* [WHAT YOU HAVE TO DO] Please retype every one of the records below exactly, line for line.

## start

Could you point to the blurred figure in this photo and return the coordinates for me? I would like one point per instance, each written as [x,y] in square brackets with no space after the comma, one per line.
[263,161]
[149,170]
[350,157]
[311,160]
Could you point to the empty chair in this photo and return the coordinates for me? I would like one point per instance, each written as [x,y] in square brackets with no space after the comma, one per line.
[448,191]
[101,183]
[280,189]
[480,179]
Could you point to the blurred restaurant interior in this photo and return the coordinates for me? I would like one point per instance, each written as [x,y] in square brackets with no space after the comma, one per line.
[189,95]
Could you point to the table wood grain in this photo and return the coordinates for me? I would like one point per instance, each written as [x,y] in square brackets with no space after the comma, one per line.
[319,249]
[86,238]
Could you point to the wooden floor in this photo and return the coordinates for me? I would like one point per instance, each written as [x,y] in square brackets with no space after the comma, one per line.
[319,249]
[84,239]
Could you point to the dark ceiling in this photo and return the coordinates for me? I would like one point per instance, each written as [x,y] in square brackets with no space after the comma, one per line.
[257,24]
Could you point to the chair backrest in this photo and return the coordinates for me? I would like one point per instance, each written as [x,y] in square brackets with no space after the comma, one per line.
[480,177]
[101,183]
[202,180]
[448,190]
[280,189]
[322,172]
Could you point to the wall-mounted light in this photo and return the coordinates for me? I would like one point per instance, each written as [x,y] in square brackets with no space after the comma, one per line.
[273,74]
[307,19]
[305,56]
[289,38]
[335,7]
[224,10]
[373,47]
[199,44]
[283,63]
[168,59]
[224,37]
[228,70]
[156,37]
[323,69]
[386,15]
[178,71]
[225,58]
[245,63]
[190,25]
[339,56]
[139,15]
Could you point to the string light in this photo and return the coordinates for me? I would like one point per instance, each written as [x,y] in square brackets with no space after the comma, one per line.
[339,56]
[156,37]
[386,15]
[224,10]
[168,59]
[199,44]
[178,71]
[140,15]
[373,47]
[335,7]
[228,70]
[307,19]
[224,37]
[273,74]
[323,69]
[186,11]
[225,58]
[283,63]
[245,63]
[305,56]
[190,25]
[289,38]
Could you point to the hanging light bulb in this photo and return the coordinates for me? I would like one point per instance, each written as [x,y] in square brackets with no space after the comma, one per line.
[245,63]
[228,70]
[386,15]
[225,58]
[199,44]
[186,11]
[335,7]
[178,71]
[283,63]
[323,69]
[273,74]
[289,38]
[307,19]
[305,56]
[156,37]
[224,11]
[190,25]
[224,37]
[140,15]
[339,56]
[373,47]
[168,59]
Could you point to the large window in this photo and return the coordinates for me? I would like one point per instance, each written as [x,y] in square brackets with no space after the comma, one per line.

## end

* [RESULT OF THE EXERCISE]
Could you point to the blurred figure in this photo and return the coordinates for me? I would like one point per instance, each written as [x,y] in square brackets with no space after the comma, one per line.
[263,161]
[149,170]
[350,157]
[311,160]
Could you point to the empty chair in this photo and return the coordinates for me? I would like one point per instance, each written as [x,y] in square brackets with no space after the comma, one per line.
[448,191]
[101,183]
[280,189]
[480,179]
Could you point to the blurred restaurant interior in this photo and return the coordinates for me? I would like one point per instance, each written as [x,y] in square brackets with no space after the comma, one per line.
[189,95]
Could you point to the table wood grain in this photo and return the coordinates for me? I would like one point per instance, each written as [x,y] in square brackets with no space after the comma, one per line.
[319,249]
[86,238]
Could you point to the wooden floor in this photo and return the coordinates for me? I would like one point per instance, each written as [x,y] in square brackets with no space after the comma, one per line.
[319,249]
[84,239]
Could you point to the dark ceiling in this photo and return the coordinates for me? I would like one point per instance, each written as [x,y] in square brackets with no space after the comma, one per line.
[257,24]
Could you point to the chair backrest in this photo and return the coordinates for me? I would like one point per instance, each written as [x,y] in square brackets with no space after the comma, one per line.
[480,177]
[101,183]
[202,180]
[448,190]
[280,189]
[322,172]
Could you point to the wall-mounted light in this photo and return the coordinates for me? I would like one point per instance, each written as [x,y] in square brackets with no space after the comma, one per line.
[273,74]
[307,19]
[305,56]
[289,38]
[335,7]
[224,10]
[373,47]
[199,44]
[283,63]
[168,59]
[224,37]
[228,70]
[156,37]
[323,69]
[386,15]
[178,71]
[225,58]
[245,63]
[190,25]
[339,56]
[139,15]
Could you point to the string light in this photo and return the coordinates for me? I would like one point per instance, each written as [x,y] in square brackets with no space after the comma, one per line.
[339,56]
[156,37]
[386,15]
[224,10]
[168,59]
[199,44]
[178,71]
[140,15]
[373,47]
[335,7]
[228,70]
[307,19]
[224,37]
[273,74]
[323,69]
[186,11]
[225,58]
[283,63]
[245,63]
[305,56]
[190,25]
[289,38]
Could you point to the hanging light bulb in this photo and return the coordinates for me? I would like one point per instance, each written as [x,y] in square brackets with no space after the comma, one per line.
[245,63]
[228,70]
[386,15]
[225,58]
[199,44]
[186,11]
[335,7]
[178,71]
[283,63]
[323,69]
[273,74]
[289,38]
[307,19]
[305,56]
[156,37]
[224,11]
[190,25]
[224,37]
[140,15]
[339,56]
[373,47]
[168,59]
Could you point to the large window in this photo and return the coordinates for me? I would like one point per instance, each written as [x,y] in square brackets with no space after the comma, one per line.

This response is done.